# start of Selected excerpt

* [PATCH] net: devmem: Remove dst (ENODEV) check in net_devmem_get_binding
@ 2025-10-28 6:07 Shivaji Kant
2025-10-28 7:03 ` Eric Dumazet
2025-10-28 18:11 ` Bobby Eshleman
0 siblings, 2 replies; 5+ messages in thread
From: Shivaji Kant @ 2025-10-28 6:07 UTC (permalink / raw)
To: netdev
Cc: David S . Miller, Eric Dumazet, Jakub Kicinski, Paolo Abeni,
Simon Horman, Mina Almasry, Stanislav Fomichev, Pavel Begunkov,
Pranjal Shrivastava, Shivaji Kant, Vedant Mathur
The Devmem TX binding lookup function, performs a strict
check against the socket's destination cache (`dst`) to
ensure the bound `dmabuf_id` corresponds to the correct
network device (`dst->dev->ifindex == binding->dev->ifindex`).
However, this check incorrectly fails and returns `-ENODEV`
if the socket's route cache entry (`dst`) is merely missing
or expired (`dst == NULL`). This scenario is observed during
network events, such as when flow steering rules are deleted,
leading to a temporary route cache invalidation.
The parent caller, `tcp_sendmsg_locked()`, is already
responsible for acquiring or validating the route (`dst_entry`).
If `dst` is `NULL`, `tcp_sendmsg_locked()` will correctly
derive the route before transmission.
This patch removes the `dst` validation from
`net_devmem_get_binding()`. The function now only validates
the existence of the binding and its TX vector, relying on the
calling context for device/route correctness. This allows
temporary route cache misses to be handled gracefully by the
TCP/IP stack without ENODEV error on the Devmem TX path.
Reported-by: Eric Dumazet <edumazet@google.com>
Reported-by: Vedant Mathur <vedantmathur@google.com>
Suggested-by: Eric Dumazet <edumazet@google.com>
Fixes: bd61848900bf ("net: devmem: Implement TX path")
Signed-off-by: Shivaji Kant <shivajikant@google.com>
---
net/core/devmem.c | 27 ++++++++++++++++++++++++---
1 file changed, 24 insertions(+), 3 deletions(-)

# end of Selected excerpt

§ **Aim**
Extend the patch email about removing the dst check in net_devmem_get_binding, starting right after its final line.

# start of Supplied information

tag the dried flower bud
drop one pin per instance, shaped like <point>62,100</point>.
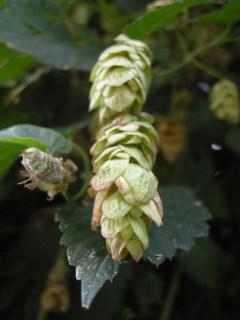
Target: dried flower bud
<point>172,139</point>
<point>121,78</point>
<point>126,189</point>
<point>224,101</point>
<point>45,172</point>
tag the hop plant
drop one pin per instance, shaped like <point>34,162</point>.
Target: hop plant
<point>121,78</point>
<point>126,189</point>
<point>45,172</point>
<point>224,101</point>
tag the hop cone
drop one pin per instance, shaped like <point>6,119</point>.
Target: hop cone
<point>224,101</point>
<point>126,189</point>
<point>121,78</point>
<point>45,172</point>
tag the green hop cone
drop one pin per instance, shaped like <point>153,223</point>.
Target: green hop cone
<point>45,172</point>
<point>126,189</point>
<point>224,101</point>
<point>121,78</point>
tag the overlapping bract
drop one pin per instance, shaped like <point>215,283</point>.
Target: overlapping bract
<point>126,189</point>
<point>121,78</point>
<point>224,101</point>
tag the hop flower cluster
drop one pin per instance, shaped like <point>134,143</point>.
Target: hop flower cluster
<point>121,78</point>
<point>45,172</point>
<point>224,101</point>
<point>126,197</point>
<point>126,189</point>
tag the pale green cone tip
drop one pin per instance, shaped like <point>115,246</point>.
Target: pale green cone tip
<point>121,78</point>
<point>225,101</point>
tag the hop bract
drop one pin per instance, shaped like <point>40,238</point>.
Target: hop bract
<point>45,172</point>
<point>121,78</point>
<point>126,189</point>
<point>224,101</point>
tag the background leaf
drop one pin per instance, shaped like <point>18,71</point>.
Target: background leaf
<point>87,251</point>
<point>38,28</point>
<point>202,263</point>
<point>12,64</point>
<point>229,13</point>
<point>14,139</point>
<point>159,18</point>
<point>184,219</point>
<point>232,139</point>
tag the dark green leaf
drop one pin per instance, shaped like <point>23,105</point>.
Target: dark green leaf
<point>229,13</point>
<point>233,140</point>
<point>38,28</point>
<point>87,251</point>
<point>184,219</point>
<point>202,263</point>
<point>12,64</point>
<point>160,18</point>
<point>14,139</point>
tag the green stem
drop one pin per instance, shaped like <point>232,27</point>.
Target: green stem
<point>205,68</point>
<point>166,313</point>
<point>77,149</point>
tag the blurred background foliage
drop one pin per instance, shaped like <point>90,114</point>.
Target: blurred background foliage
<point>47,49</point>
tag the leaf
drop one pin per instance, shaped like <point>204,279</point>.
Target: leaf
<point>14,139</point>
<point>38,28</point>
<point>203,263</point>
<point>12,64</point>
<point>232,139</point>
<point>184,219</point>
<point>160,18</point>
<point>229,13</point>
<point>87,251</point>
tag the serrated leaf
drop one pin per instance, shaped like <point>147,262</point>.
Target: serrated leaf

# end of Supplied information
# start of Supplied information

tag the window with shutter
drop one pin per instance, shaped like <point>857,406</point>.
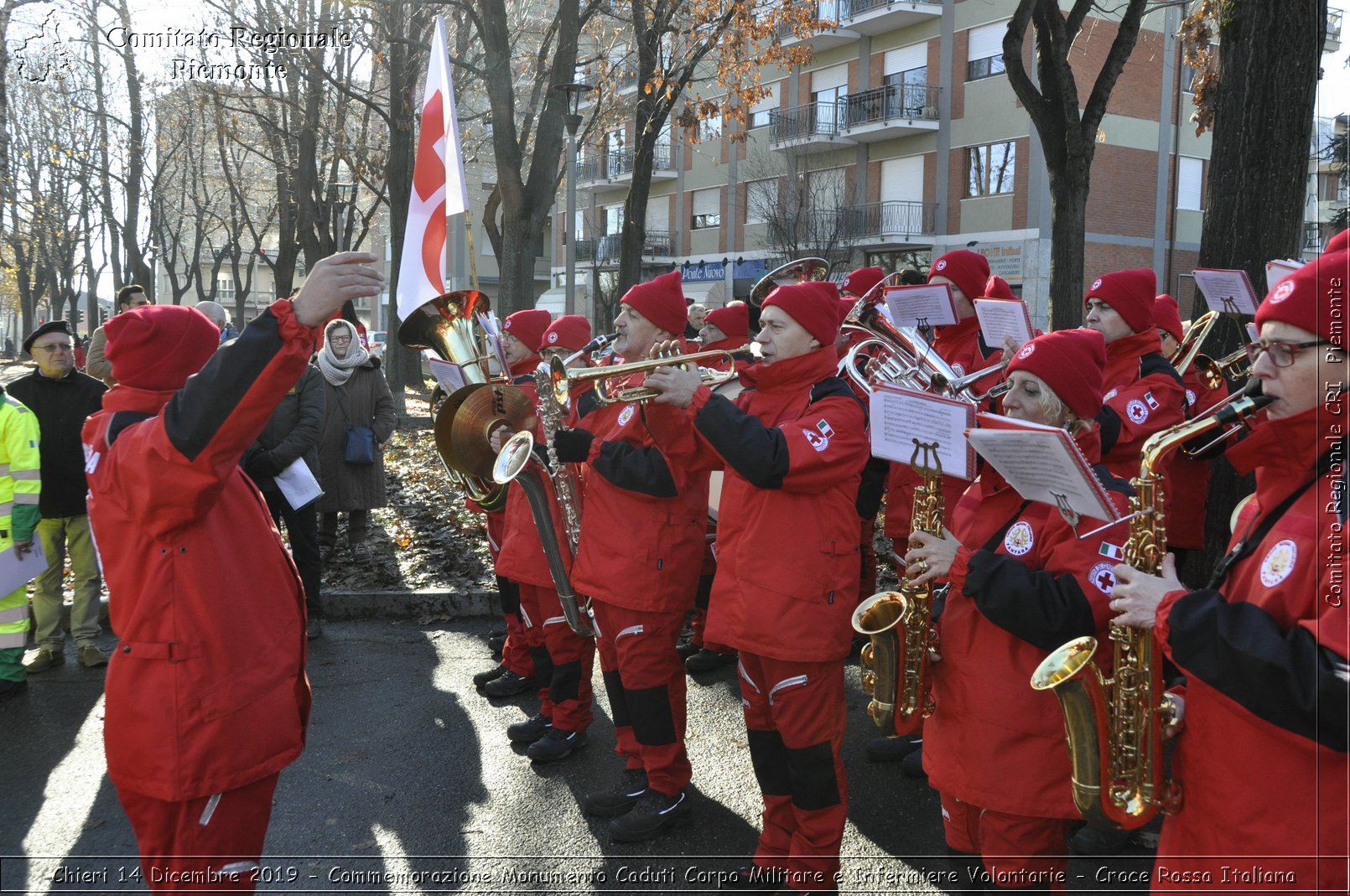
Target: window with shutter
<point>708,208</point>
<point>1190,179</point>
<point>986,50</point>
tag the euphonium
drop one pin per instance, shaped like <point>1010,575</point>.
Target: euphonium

# end of Supplied information
# start of Supplied information

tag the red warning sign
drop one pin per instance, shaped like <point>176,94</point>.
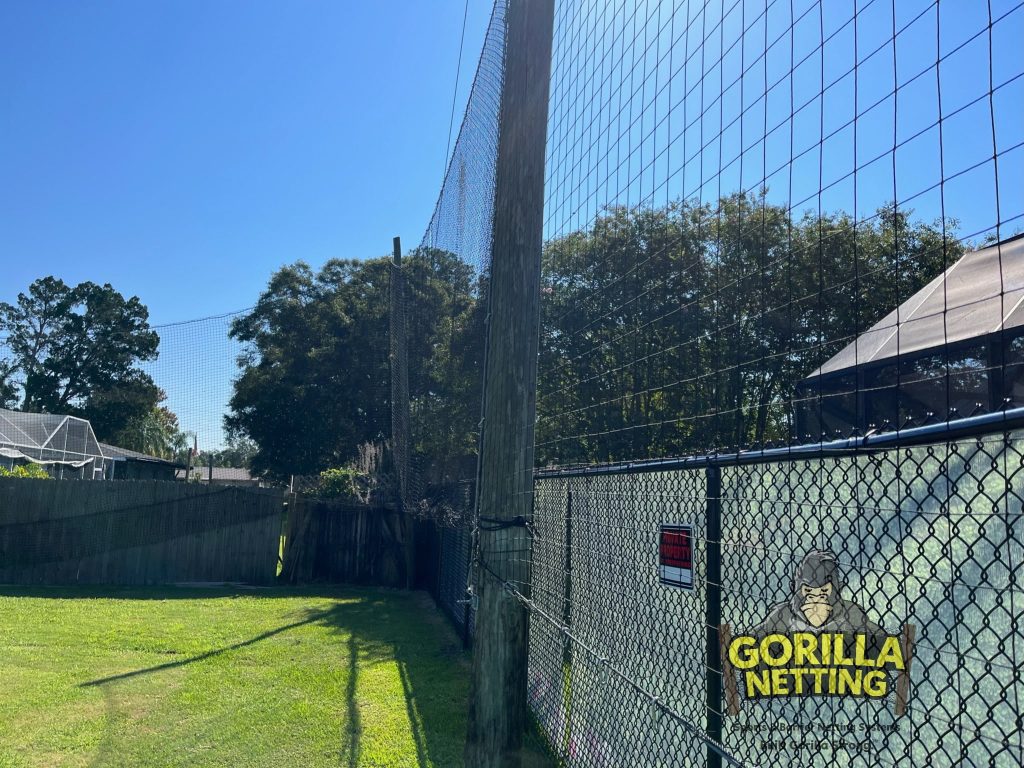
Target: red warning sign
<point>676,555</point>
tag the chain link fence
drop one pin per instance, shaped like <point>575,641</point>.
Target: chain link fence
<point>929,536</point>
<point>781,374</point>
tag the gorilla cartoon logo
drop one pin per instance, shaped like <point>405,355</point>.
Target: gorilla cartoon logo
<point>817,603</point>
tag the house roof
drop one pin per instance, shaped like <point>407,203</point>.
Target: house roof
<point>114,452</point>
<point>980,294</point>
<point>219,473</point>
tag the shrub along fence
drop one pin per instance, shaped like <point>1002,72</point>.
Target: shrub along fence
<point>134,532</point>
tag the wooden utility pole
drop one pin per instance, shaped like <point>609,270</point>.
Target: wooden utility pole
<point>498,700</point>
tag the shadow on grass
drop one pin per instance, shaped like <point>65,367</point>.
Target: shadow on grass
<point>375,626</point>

# end of Supplied information

§ **Right answer**
diff --git a/net/core/devmem.c b/net/core/devmem.c
index d9de31a6cc7f..1d04754bc756 100644
--- a/net/core/devmem.c
+++ b/net/core/devmem.c
@@ -17,6 +17,7 @@
#include <net/page_pool/helpers.h>
#include <net/page_pool/memory_provider.h>
#include <net/sock.h>
+#include <net/tcp.h>
#include <trace/events/page_pool.h>
#include "devmem.h"
@@ -357,7 +358,8 @@ struct net_devmem_dmabuf_binding *net_devmem_get_binding(struct sock *sk,
unsigned int dmabuf_id)
{
struct net_devmem_dmabuf_binding *binding;
- struct dst_entry *dst = __sk_dst_get(sk);
+ struct net_device *dst_dev;
+ struct dst_entry *dst;
int err = 0;
binding = net_devmem_lookup_dmabuf(dmabuf_id);
@@ -366,16 +368,35 @@ struct net_devmem_dmabuf_binding *net_devmem_get_binding(struct sock *sk,
goto out_err;
}
+ rcu_read_lock();
+ dst = __sk_dst_get(sk);
+ /* If dst is NULL (route expired), attempt to rebuild it. */
+ if (unlikely(!dst)) {
+ if (inet_csk(sk)->icsk_af_ops->rebuild_header(sk)) {
+ err = -EHOSTUNREACH;
+ goto out_unlock;
+ }
+ dst = __sk_dst_get(sk);
+ if (unlikely(!dst)) {
+ err = -ENODEV;
+ goto out_unlock;
+ }
+ }
+
/* The dma-addrs in this binding are only reachable to the corresponding
* net_device.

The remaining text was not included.